─── DATA PROVIDED ───

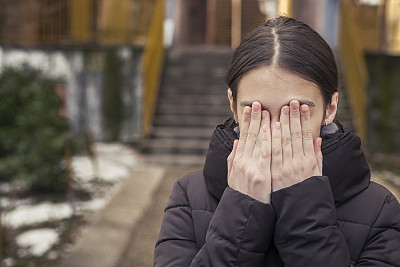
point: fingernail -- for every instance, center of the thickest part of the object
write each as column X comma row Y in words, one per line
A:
column 294, row 105
column 286, row 110
column 255, row 107
column 246, row 111
column 304, row 109
column 264, row 114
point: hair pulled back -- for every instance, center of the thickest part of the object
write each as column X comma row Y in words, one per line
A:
column 289, row 45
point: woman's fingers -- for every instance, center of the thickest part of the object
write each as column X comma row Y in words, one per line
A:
column 318, row 153
column 295, row 128
column 244, row 128
column 253, row 130
column 276, row 149
column 264, row 159
column 231, row 156
column 286, row 136
column 308, row 144
column 257, row 147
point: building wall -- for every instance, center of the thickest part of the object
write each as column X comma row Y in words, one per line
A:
column 103, row 87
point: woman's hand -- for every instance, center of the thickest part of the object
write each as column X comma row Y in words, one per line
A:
column 250, row 160
column 295, row 155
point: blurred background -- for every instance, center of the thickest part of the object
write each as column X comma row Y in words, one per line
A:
column 105, row 103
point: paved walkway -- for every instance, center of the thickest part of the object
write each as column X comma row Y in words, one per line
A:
column 124, row 233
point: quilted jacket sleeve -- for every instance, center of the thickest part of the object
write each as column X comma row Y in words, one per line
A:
column 383, row 244
column 239, row 233
column 306, row 231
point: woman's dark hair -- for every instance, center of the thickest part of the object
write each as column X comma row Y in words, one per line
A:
column 290, row 45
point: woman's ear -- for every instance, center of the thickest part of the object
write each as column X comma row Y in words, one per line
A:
column 331, row 109
column 232, row 103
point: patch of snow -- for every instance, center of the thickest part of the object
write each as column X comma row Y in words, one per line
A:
column 7, row 203
column 8, row 262
column 35, row 214
column 37, row 242
column 92, row 205
column 113, row 163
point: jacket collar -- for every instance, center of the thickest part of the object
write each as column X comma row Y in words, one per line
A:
column 344, row 162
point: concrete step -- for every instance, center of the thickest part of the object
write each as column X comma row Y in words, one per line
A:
column 176, row 160
column 188, row 120
column 193, row 99
column 193, row 109
column 188, row 87
column 175, row 146
column 183, row 132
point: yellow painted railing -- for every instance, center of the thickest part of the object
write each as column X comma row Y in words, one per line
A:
column 354, row 67
column 153, row 59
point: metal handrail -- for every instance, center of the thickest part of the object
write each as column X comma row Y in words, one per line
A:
column 153, row 59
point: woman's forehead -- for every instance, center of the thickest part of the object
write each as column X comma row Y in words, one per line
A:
column 275, row 87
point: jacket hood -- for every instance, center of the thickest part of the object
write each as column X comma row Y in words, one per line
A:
column 344, row 161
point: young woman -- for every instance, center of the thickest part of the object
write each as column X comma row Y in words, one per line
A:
column 294, row 189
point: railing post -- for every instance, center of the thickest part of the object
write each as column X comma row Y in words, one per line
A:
column 236, row 23
column 152, row 63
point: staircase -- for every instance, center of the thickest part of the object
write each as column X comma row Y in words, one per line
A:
column 192, row 101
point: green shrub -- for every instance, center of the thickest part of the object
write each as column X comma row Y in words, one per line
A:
column 32, row 135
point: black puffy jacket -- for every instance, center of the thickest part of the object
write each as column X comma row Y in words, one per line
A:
column 339, row 219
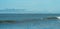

───

YOUR TASK: Copy the lines of the items above without alteration, starting at the line containing "point: woman's dark" and ending at the line containing "column 344, row 162".

SOLUTION TO THIS TASK:
point: woman's dark hair -- for every instance, center of the thickest part of the object
write each as column X comma row Y in words, one per line
A:
column 290, row 45
point: woman's ear -- for every instance, center of the thickest part of the object
write each as column X comma row Y in words, one per line
A:
column 331, row 109
column 232, row 103
point: patch of snow -- for every instance, center of the thickest part of the object
write each as column X comma row Y in words, one per line
A:
column 7, row 203
column 8, row 262
column 35, row 214
column 37, row 242
column 92, row 205
column 113, row 163
point: jacket collar -- for every instance, center of the thickest part of the object
write each as column X comma row Y in words, one per line
A:
column 344, row 162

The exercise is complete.